## Begin The data
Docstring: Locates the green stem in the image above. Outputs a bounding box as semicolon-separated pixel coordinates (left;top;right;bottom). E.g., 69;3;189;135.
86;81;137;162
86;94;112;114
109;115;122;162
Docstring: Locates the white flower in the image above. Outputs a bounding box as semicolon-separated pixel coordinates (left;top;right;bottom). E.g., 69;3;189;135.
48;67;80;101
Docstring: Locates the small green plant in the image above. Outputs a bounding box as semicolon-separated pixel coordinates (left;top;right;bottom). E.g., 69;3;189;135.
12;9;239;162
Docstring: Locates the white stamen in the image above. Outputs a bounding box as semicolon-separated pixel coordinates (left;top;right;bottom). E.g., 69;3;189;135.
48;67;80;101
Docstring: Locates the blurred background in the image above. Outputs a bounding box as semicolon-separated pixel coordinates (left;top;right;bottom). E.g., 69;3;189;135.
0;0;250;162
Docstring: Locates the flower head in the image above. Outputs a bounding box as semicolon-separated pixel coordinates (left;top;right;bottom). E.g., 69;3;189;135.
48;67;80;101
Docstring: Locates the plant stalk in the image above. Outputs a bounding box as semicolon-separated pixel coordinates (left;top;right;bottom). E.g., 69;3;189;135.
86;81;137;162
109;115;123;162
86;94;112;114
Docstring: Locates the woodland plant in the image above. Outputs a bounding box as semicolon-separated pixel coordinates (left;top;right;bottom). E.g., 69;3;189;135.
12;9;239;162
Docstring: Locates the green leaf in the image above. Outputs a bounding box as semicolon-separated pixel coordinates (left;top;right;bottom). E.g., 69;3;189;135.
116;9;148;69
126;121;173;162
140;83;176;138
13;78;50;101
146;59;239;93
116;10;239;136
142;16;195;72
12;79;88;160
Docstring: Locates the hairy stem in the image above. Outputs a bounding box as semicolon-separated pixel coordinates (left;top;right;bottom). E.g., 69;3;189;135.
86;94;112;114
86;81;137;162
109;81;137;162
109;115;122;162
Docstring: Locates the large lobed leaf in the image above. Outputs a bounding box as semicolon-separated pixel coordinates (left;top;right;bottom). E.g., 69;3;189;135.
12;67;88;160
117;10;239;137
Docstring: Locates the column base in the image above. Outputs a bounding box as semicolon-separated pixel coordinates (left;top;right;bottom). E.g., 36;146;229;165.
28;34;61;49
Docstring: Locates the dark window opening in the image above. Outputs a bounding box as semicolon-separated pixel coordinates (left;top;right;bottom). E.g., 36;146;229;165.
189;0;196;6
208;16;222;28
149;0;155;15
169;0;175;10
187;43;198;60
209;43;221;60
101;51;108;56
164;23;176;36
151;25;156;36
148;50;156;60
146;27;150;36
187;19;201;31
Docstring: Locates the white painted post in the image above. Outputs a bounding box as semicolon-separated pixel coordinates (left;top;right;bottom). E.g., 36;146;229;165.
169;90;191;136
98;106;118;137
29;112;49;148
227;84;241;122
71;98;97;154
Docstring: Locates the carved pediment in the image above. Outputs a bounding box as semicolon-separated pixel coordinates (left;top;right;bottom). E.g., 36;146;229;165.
## End The data
Could you reproduce every entry above verbatim, line for line, changing nothing?

Result of this exercise ::
Docstring: Locates the green stem in the image above. Outputs a bounding box as semicolon-separated pixel coordinates (left;top;right;bottom). E.g., 69;3;189;135.
86;81;137;162
86;94;112;114
109;115;122;162
Docstring: Locates the white flower in the image above. Outputs a bounding box as semicolon-separated pixel coordinates (left;top;right;bottom). E.g., 69;3;189;135.
48;67;80;101
Docstring: Locates the small green plant in the image above. Outputs a bounding box as semicolon-separated pixel coordinates (left;top;right;bottom). E.g., 69;3;189;135.
12;9;239;162
Docstring: Locates the white stamen in the image above. Outputs a bounding box as semicolon-separated pixel coordinates (left;top;right;bottom). E.g., 69;3;189;135.
48;67;80;101
Docstring: Locates the blurred background in the image above. Outputs a bounding box as semicolon-separated pixel coordinates (left;top;right;bottom). E.g., 69;3;189;135.
0;0;250;162
Docstring: Locates the flower head in the image above. Outputs a bounding box as semicolon-separated pixel coordinates (left;top;right;bottom). E.g., 69;3;189;135.
48;67;80;101
Docstring: Locates the plant stalk in the image above. Outputs a bounding box as semicolon-separated pixel coordinates (left;top;right;bottom). E.g., 69;3;189;135.
86;81;137;162
109;115;123;162
86;94;112;114
Docstring: Locates the woodland plant in the image above. Outputs a bounding box as semicolon-separated pixel coordinates (left;top;right;bottom). E.g., 69;3;189;135.
12;9;239;162
Docstring: Locates the green leaf in the image above. Outputs a bounding box as semicolon-separated pixel coordinates (left;top;right;bottom). E.g., 69;3;189;135.
116;9;148;69
126;121;173;162
140;83;176;138
13;78;50;101
146;59;239;93
116;10;239;136
142;16;195;72
12;79;88;160
Docstring: Locates the hairy stem in the image above. Outputs a bounding box as semicolon-separated pixel coordinates (left;top;right;bottom). E.g., 69;3;189;135.
86;94;112;114
86;81;137;162
109;81;137;162
109;115;122;162
Docstring: Locates the large lobed leaf in the image above. Outputs a bounding box as semicolon-separated pixel coordinates (left;top;right;bottom). E.g., 69;3;189;135.
12;67;88;160
117;10;239;137
Docstring: Locates the column base in the image above. Outputs a bounding box as semicolon-separated pixel coordinates (left;top;right;bottom). E.g., 36;146;229;165.
28;34;61;49
Docstring: Locates the dark window opening in the image above. Outputs a bounding box as semicolon-separated pixel coordinates (left;top;right;bottom). E.g., 36;146;229;165.
189;0;196;6
208;16;222;28
149;0;155;15
169;0;175;10
187;43;198;60
209;43;221;60
101;51;108;56
164;23;176;36
151;25;156;36
148;50;156;60
146;27;150;36
187;19;201;31
Docstring: Locates the white painted post in the image above. Outputs a bounding box as semicolon-separated pixel coordinates (left;top;right;bottom). E.g., 36;146;229;165.
169;90;191;136
98;106;118;137
29;112;49;148
227;84;241;122
71;98;97;154
Docstring: Locates the carved pediment in the image above. Outputs a bounding box as semicolon-separated pixel coordinates (left;top;right;bottom). E.g., 36;146;229;165.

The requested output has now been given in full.